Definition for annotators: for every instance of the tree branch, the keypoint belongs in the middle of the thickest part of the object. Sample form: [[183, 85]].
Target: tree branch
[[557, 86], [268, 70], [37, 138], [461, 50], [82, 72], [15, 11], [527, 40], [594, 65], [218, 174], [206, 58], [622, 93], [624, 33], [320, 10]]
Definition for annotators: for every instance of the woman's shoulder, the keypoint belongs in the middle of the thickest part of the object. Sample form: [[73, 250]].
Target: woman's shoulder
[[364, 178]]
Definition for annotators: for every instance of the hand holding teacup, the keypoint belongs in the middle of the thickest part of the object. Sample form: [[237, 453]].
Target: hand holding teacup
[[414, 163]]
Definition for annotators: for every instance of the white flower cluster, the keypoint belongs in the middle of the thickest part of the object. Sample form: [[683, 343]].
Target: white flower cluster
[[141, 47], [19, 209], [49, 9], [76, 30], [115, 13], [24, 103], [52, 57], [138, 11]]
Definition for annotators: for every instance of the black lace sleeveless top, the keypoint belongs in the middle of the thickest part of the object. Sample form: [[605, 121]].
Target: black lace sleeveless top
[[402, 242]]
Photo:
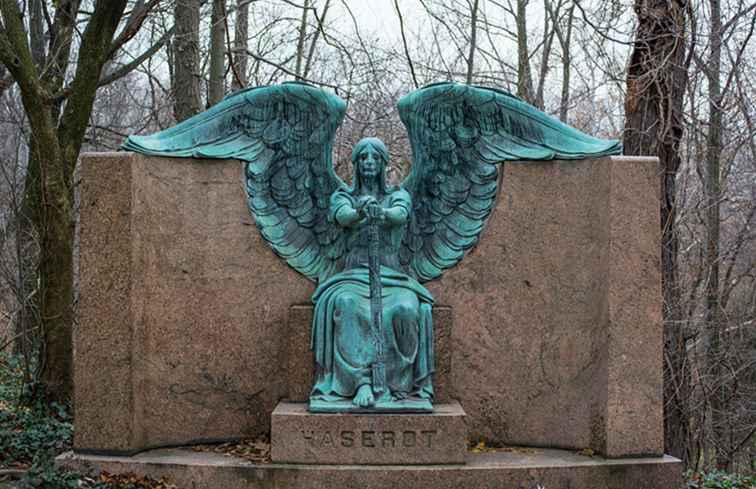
────────────────
Copy, without the pictures, exactly the lines from the line with "Definition for annotators: for every instance of the black" through the end of the material above, both ends included.

Definition for annotators: for every instance of the black lace sleeveless top, the keypoint belongs in the middle of the thickest part of the object. Sample form: [[605, 121]].
Target: black lace sleeveless top
[[402, 242]]
Photo:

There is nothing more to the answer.